WORK INSTRUCTION - Once you have read the records, write them out again exactly.

GIVEN RECORDS -
+---+

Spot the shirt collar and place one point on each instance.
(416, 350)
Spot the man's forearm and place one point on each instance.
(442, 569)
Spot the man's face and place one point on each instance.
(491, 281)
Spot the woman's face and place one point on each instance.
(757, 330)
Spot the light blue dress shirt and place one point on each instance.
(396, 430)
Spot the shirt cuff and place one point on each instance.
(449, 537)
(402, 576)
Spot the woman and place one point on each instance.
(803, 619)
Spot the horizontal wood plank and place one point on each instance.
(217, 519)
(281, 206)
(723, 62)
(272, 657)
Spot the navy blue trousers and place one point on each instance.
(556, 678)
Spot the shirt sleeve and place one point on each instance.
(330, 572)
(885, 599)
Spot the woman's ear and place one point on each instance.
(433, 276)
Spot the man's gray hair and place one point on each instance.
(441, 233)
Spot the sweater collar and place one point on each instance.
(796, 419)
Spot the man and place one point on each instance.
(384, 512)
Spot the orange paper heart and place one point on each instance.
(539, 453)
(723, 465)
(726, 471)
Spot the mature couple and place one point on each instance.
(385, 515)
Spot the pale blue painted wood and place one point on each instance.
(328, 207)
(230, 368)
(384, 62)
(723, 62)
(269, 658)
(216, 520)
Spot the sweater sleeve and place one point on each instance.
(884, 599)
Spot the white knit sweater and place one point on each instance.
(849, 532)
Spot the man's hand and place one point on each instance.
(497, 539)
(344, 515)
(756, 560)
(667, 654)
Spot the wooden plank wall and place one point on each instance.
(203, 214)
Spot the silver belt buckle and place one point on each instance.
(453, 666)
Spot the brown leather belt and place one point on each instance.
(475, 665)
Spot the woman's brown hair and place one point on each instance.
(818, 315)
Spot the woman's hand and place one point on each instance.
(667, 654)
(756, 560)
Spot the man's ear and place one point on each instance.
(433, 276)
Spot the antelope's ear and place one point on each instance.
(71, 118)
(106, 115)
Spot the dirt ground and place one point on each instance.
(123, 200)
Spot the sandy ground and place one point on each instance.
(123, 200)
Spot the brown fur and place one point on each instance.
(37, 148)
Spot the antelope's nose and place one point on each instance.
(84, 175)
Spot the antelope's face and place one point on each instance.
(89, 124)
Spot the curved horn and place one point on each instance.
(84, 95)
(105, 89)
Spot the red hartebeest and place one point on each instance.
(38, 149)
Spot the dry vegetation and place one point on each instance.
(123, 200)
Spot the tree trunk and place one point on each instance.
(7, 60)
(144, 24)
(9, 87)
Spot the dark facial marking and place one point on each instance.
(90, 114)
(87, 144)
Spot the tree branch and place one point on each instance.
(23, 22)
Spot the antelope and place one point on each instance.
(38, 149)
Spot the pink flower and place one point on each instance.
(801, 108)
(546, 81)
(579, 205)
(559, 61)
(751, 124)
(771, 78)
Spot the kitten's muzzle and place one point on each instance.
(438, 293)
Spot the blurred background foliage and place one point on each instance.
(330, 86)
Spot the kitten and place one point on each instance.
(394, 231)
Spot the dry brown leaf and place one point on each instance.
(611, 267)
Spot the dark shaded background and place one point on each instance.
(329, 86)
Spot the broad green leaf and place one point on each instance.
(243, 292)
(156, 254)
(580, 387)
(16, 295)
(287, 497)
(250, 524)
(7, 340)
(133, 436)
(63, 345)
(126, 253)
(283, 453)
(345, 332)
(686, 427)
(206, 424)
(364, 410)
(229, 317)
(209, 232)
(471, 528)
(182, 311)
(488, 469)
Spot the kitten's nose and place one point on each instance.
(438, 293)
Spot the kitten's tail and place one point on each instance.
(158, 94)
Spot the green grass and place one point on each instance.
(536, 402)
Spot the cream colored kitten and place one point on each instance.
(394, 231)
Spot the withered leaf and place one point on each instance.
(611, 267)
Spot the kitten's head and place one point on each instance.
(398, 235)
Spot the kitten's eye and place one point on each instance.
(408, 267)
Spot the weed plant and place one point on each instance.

+---+

RESPONSE BELOW -
Spot the shirt collar and place one point on each instance.
(416, 350)
Spot the man's forearm and place one point on each instance.
(442, 569)
Spot the man's face and place one point on each instance.
(491, 281)
Spot the woman's face and place one point on each instance.
(757, 330)
Spot the light blue dress shirt and place one point on each instance.
(396, 430)
Spot the shirt cuff and place one point on each instance.
(449, 537)
(402, 576)
Spot the woman and place one point on each instance.
(803, 619)
Spot the horizontal wood plank and place one point on each instance.
(217, 519)
(281, 206)
(723, 62)
(272, 657)
Spot the navy blue trousers and place one point on each instance.
(556, 678)
Spot the shirt sleeve and place one point on each instance.
(330, 572)
(885, 599)
Spot the woman's ear and place one point on each instance.
(433, 276)
Spot the man's gray hair and place one point on each instance.
(441, 233)
Spot the sweater collar and place one point on each instance.
(796, 419)
Spot the man and place one point on each instance.
(384, 512)
Spot the orange paper heart and place one point on each instance.
(539, 453)
(723, 465)
(726, 471)
Spot the mature couple and place one point on each instance.
(385, 515)
Spot the pale blue painted wood and place one point on each instance.
(328, 207)
(230, 368)
(384, 62)
(723, 62)
(269, 658)
(216, 520)
Spot the sweater sleeve and place one point on each instance.
(884, 599)
Spot the white knit sweater and place one point on each instance.
(849, 532)
Spot the man's hand and place one point on each instance.
(497, 539)
(344, 515)
(756, 560)
(667, 654)
Spot the wooden plank wall and place one point on each instance.
(203, 214)
Spot the silver belt buckle and place one point on each instance.
(453, 666)
Spot the brown leather belt and place one point on each instance.
(475, 665)
Spot the woman's brown hair and place one point on each instance.
(818, 315)
Spot the woman's hand and place one point on each instance.
(667, 654)
(756, 560)
Spot the man's ear and place one point on each instance.
(433, 276)
Spot the antelope's ear and place one point on each instance.
(71, 118)
(106, 115)
Spot the dirt ground and place one point on each instance.
(123, 200)
Spot the sandy ground and place one point on each instance.
(123, 200)
Spot the brown fur and place one point on each instance.
(37, 148)
Spot the antelope's nose and place one point on each instance.
(84, 175)
Spot the antelope's face and place one point on each instance.
(89, 124)
Spot the curved horn and place one point on each instance.
(84, 95)
(105, 89)
Spot the red hartebeest and place one point on each instance.
(38, 149)
Spot the dry vegetation and place one point on each instance.
(123, 200)
Spot the tree trunk and place one point on each instance.
(7, 60)
(144, 24)
(9, 87)
Spot the dark facial marking and place one point on each instance.
(90, 114)
(87, 144)
Spot the tree branch and place one point on each instance.
(23, 22)
Spot the antelope and place one point on each instance.
(38, 149)
Spot the pink flower and place one point on each instance.
(801, 108)
(546, 81)
(579, 205)
(559, 61)
(751, 124)
(771, 78)
Spot the kitten's muzzle and place one point on each instance.
(438, 293)
Spot the blurred background foliage and place one point on each instance.
(330, 86)
Spot the kitten and place one point on each instance.
(394, 231)
Spot the dry brown leaf and place one point on each instance.
(611, 267)
Spot the dark shaded background and place one point on each instance.
(329, 86)
Spot the broad green leaf and place one point on each instance.
(243, 292)
(156, 254)
(580, 387)
(16, 295)
(287, 497)
(250, 524)
(7, 340)
(133, 436)
(63, 345)
(126, 253)
(283, 453)
(345, 332)
(686, 427)
(206, 424)
(364, 410)
(229, 317)
(209, 232)
(471, 528)
(182, 311)
(488, 469)
Spot the kitten's nose and place one point on each instance.
(438, 293)
Spot the kitten's tail and place one point on each instance.
(158, 94)
Spot the green grass and place one point on each instance.
(536, 402)
Spot the cream colored kitten and place one point on each instance.
(394, 231)
Spot the withered leaf and place one point on each instance.
(611, 267)
Spot the kitten's head and place one point on each instance.
(398, 235)
Spot the kitten's eye and place one point on each instance.
(408, 267)
Spot the weed plant and place one point on each instance.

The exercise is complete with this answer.